Segment Start: SOURCE DOCUMENT

Paleontologists find insufficient evidence that the iconic Tyrannosaurus rex should be reclassified.
A bold assertion made earlier this year that fossils identified as belonging to the dinosaur Tyrannosaurus rex really represent three distinct species is debunked by new research. The rebuttal finds that the earlier proposal lacks sufficient evidence to split up the iconic species. The study is published today (July 25, 2022) in the journal Evolutionary Biology and led by paleontologists at the American Museum of Natural History (AMNH) and Carthage College.
“Tyrannosaurus rex remains the one true king of the dinosaurs,” said study co-author Steve Brusatte, a paleontologist at the University of Edinburgh who conducted his Ph.D. work at the Museum. “Recently, a bold theory was announced to much fanfare: what we call T. rex was actually multiple species. It is true that the fossils we have are somewhat variable in size and shape, but as we show in our new study, that variation is minor and cannot be used to neatly separate the fossils into easily defined clusters. Based on all the fossil evidence we currently have, T. rex stands alone as the single giant apex predator from the end of the Age of Dinosaurs in North America.”

Segment End: SOURCE DOCUMENT
Segment Start: MATERIAL SHOWN

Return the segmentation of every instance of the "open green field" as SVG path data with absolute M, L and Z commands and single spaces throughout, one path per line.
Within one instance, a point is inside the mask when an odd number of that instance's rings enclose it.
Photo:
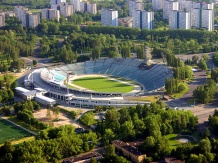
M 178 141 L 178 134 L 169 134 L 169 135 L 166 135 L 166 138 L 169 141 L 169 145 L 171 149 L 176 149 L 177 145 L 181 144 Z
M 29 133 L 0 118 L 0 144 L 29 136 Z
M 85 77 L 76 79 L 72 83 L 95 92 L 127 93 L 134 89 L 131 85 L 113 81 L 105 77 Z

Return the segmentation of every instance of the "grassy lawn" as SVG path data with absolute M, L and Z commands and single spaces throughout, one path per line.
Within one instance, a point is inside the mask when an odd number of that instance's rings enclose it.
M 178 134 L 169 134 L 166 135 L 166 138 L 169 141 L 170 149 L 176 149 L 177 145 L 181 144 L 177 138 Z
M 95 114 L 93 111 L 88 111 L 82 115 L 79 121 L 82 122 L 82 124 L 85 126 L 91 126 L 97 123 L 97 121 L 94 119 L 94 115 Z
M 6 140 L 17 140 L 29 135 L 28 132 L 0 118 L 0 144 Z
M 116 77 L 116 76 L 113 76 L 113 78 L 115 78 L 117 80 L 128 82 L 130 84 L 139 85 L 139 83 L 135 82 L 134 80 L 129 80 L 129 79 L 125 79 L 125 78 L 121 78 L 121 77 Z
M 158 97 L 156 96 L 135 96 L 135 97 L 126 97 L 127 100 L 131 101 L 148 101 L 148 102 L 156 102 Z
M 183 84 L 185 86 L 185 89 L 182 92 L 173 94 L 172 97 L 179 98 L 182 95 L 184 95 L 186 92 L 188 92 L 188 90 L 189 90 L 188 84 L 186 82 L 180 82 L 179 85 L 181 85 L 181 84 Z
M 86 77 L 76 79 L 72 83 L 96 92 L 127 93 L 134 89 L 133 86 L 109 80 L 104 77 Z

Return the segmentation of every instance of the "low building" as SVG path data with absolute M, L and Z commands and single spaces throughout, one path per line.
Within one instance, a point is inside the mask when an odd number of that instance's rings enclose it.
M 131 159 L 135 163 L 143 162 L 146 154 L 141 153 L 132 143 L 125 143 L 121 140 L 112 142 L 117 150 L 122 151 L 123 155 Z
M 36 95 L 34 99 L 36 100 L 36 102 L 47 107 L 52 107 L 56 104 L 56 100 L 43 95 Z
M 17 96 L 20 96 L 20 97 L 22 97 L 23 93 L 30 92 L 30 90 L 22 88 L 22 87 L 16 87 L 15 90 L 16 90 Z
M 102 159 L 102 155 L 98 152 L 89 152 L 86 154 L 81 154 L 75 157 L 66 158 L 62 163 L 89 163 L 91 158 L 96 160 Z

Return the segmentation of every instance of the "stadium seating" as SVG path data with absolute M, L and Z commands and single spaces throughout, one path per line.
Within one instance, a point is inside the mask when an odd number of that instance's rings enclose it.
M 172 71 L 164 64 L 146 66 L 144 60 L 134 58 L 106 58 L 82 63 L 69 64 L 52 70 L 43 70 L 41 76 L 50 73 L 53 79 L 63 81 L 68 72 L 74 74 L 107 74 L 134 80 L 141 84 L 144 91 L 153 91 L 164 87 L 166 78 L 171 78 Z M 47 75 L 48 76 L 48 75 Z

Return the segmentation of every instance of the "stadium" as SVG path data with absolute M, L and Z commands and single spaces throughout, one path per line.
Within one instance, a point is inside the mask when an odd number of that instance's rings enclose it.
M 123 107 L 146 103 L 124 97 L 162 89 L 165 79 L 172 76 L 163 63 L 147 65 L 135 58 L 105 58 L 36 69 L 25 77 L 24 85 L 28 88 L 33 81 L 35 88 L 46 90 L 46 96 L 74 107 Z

Segment End: MATERIAL SHOWN

EXERCISE | According to the T. rex article, in which journal was the new study published? The records have no connection to the T. rex article.

SOLUTION | Evolutionary Biology